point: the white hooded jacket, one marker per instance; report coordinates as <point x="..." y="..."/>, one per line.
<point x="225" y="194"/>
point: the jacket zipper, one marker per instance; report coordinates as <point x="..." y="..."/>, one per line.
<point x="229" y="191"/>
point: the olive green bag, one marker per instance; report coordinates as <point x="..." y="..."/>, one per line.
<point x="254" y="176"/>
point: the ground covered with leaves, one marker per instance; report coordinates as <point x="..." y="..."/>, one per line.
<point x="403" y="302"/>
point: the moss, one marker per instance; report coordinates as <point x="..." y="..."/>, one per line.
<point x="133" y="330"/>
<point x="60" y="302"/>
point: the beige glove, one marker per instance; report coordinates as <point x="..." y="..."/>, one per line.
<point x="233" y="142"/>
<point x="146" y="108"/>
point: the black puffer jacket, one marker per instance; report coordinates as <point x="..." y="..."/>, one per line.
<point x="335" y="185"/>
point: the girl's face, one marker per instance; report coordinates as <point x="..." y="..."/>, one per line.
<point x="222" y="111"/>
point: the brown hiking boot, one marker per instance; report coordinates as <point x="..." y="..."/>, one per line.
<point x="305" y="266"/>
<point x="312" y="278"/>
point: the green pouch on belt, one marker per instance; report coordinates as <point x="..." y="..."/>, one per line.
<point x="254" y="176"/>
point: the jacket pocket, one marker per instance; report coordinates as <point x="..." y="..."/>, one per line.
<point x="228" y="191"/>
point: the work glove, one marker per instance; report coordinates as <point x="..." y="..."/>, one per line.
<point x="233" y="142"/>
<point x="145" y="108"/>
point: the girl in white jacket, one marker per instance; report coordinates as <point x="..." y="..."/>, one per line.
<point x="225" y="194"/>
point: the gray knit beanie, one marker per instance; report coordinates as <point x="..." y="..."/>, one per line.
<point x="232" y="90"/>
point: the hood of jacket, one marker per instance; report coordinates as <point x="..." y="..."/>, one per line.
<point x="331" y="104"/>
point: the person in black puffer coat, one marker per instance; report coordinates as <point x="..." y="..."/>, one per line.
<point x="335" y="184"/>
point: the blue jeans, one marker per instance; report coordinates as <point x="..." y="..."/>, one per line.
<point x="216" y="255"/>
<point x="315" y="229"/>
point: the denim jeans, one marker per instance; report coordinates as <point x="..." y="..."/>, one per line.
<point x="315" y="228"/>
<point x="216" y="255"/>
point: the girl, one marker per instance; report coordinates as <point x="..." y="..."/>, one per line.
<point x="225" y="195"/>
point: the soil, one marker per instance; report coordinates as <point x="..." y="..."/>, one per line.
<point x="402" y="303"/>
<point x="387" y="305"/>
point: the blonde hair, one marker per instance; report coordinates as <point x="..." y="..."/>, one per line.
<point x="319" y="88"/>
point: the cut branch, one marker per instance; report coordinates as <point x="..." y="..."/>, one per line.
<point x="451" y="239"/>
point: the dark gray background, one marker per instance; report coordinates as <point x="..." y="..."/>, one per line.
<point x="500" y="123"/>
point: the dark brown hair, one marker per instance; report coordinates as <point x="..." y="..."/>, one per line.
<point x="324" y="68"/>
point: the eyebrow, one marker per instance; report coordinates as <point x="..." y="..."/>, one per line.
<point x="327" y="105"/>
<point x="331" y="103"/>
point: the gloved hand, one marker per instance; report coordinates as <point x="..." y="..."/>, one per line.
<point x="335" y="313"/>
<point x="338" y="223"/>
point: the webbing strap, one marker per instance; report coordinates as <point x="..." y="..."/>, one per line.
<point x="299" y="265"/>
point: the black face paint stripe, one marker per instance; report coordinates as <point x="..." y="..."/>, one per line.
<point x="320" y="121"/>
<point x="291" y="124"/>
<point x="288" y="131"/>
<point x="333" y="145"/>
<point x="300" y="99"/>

> _REQUIREMENT_
Only the lines from the one bearing "point: the black face" to the end of the material belong in the answer; set them down verbatim.

> _PROBLEM SOLUTION_
point: the black face paint stripe, one marker per instance; report coordinates as <point x="..." y="..."/>, one per line.
<point x="320" y="121"/>
<point x="291" y="124"/>
<point x="288" y="131"/>
<point x="333" y="145"/>
<point x="300" y="99"/>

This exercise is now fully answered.